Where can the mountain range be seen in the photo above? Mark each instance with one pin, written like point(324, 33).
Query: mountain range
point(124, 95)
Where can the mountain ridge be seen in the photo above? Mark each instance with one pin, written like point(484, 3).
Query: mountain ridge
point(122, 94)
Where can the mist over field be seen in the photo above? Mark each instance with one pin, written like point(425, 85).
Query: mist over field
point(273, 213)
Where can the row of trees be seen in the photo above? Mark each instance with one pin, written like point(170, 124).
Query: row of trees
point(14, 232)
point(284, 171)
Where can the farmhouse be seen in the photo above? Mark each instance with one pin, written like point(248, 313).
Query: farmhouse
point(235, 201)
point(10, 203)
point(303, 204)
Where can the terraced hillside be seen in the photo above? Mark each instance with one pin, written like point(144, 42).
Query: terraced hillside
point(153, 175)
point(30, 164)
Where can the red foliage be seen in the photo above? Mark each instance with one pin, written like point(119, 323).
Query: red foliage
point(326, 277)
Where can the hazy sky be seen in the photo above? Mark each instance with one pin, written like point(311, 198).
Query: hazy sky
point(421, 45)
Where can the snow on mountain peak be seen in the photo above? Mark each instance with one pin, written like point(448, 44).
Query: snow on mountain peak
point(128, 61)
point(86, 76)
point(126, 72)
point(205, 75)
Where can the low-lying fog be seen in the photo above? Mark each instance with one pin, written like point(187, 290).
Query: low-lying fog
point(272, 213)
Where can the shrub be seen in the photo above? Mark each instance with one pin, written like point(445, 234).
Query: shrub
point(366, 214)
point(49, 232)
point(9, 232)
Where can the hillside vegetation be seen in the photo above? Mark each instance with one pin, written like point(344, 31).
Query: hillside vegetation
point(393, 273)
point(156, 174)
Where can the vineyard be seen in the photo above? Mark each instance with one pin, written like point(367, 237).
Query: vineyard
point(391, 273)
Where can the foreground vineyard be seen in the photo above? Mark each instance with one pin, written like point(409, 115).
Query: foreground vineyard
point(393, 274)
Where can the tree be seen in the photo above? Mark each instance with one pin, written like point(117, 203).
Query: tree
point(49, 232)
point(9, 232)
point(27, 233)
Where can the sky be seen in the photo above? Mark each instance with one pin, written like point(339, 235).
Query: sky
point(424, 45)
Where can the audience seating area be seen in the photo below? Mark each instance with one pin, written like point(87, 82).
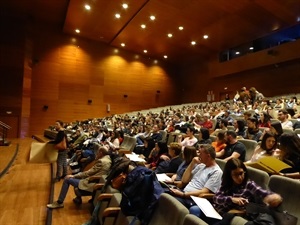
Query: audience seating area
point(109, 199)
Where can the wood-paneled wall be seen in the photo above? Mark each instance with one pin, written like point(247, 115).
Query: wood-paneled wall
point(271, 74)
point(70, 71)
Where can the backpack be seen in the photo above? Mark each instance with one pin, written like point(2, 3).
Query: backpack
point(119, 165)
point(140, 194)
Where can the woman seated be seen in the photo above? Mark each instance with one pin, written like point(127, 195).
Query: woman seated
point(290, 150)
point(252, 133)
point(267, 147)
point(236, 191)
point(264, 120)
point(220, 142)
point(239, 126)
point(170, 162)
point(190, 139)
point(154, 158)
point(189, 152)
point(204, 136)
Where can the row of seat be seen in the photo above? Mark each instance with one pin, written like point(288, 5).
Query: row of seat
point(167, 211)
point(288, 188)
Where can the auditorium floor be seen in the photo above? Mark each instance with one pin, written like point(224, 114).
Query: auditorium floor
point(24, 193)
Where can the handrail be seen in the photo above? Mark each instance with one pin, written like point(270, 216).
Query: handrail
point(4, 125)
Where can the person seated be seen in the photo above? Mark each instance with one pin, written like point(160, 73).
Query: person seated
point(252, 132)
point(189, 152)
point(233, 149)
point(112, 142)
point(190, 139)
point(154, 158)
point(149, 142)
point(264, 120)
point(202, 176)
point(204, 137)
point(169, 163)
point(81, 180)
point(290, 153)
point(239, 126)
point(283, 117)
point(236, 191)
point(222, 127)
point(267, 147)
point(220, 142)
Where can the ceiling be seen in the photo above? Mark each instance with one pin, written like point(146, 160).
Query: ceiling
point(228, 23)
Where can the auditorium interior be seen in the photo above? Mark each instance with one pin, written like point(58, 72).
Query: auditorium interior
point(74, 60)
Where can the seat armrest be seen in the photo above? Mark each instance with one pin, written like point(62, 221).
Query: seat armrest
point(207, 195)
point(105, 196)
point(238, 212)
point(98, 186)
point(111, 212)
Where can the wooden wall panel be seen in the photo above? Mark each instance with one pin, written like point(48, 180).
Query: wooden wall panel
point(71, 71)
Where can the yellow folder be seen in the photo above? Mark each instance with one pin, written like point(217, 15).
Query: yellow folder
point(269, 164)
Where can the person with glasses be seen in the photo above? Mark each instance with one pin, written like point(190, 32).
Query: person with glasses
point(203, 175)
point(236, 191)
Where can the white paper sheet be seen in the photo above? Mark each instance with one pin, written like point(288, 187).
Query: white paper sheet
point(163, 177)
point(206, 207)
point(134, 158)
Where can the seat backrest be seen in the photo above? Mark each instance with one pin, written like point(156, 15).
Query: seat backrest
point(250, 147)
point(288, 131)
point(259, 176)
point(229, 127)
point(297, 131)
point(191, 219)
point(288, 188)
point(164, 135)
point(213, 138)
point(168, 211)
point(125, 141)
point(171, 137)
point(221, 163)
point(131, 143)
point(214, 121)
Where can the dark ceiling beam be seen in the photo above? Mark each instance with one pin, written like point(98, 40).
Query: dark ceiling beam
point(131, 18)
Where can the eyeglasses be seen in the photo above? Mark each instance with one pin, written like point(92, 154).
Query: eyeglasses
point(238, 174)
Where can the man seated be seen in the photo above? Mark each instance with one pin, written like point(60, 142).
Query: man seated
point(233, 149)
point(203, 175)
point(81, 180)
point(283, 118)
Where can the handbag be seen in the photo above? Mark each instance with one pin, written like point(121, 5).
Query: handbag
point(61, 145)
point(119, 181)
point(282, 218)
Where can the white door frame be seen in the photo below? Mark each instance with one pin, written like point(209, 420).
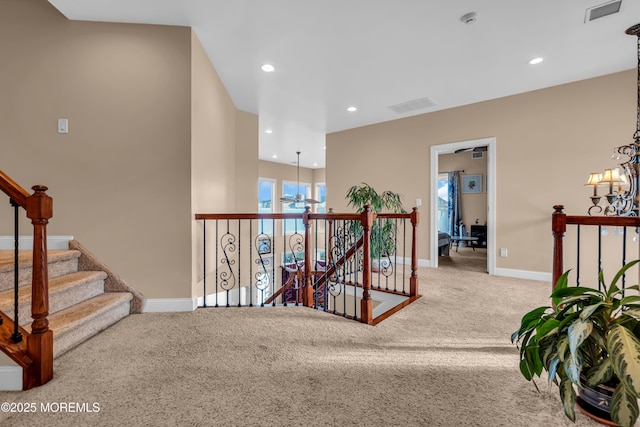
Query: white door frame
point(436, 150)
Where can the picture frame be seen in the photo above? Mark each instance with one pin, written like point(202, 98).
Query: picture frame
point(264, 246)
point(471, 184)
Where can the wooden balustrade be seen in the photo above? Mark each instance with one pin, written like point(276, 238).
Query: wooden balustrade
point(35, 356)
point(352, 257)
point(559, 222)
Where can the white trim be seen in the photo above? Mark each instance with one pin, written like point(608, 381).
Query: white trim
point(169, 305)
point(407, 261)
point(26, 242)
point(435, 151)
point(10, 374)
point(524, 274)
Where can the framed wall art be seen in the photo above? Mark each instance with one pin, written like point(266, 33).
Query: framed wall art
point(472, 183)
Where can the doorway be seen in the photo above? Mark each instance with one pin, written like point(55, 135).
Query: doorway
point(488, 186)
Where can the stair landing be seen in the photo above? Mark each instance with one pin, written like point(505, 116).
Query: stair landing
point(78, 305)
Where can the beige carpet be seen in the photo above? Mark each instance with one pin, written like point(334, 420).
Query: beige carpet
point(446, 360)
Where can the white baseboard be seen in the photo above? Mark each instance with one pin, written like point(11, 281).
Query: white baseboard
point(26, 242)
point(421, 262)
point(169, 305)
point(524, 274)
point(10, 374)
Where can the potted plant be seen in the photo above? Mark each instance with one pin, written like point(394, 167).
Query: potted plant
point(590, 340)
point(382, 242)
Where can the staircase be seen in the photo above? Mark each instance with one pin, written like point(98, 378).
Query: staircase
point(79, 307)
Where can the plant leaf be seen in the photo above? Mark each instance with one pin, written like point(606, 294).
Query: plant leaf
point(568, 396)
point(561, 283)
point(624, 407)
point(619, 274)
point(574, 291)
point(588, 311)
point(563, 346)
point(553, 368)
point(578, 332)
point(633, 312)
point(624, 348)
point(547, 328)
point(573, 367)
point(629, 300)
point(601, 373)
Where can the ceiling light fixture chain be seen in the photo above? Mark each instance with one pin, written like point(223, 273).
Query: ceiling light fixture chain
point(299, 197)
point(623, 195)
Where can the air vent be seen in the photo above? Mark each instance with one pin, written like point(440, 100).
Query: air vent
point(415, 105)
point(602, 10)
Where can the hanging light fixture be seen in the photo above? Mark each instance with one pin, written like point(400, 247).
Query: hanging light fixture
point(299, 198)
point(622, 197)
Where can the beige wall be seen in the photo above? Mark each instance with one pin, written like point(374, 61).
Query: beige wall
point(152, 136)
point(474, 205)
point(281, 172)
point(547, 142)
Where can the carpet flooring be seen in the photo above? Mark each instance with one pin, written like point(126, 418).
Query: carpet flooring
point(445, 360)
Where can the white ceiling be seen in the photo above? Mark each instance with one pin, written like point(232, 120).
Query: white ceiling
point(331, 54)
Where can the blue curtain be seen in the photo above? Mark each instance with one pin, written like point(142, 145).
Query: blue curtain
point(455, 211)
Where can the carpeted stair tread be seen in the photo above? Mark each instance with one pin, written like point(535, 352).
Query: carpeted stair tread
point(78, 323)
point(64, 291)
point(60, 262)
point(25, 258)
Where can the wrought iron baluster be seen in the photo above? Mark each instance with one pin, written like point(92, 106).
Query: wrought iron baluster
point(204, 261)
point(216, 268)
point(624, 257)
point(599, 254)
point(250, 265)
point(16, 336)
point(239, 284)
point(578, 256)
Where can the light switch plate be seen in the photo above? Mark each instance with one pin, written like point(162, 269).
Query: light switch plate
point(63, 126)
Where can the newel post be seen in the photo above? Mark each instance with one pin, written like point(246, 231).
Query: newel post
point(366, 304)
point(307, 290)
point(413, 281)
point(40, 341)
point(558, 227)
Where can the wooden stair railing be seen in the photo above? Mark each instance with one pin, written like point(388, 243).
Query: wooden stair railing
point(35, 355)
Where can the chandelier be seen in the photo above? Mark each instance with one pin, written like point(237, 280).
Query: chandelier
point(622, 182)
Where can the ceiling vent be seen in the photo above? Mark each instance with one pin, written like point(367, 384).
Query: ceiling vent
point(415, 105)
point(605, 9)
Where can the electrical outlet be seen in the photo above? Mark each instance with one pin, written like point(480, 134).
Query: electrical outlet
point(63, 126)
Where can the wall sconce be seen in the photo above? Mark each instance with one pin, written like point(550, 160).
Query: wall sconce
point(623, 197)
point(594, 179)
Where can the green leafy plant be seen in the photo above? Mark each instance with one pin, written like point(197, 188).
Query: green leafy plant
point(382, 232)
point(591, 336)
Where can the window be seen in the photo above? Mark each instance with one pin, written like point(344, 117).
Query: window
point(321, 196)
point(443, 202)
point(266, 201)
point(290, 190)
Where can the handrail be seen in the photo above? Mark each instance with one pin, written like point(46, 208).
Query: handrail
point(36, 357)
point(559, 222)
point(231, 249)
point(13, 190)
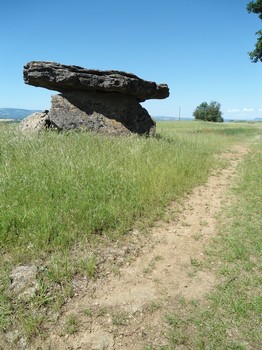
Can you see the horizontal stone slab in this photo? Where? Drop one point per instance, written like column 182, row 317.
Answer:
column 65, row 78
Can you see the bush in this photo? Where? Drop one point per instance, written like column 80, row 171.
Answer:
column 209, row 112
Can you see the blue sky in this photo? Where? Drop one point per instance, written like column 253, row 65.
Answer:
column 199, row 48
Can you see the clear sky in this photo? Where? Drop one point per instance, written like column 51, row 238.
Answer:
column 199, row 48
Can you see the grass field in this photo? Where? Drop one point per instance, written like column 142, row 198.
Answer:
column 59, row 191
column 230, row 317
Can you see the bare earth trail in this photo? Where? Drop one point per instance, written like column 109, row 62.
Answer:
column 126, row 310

WHAT THE TASK REQUIRES:
Nothing but the lines from the one with "Can you see the blue" through the end of the data above should be repeated, each exactly as it stands.

SOLUTION FOR THIS PROBLEM:
Can you see the blue sky in this photo? Where? Drop one point per instance, written like column 253, row 65.
Answer:
column 199, row 48
Can you see the clear sky in this photo? Where? Drop one point per instance, written like column 51, row 238.
Answer:
column 199, row 48
Can you see the grass field in this photo? Where? Drop one point per instance, written like column 142, row 198.
Answer:
column 59, row 191
column 230, row 317
Can you see the bare earth trail in this photo? Where? Drop one point per instance, written like column 109, row 62.
Answer:
column 126, row 310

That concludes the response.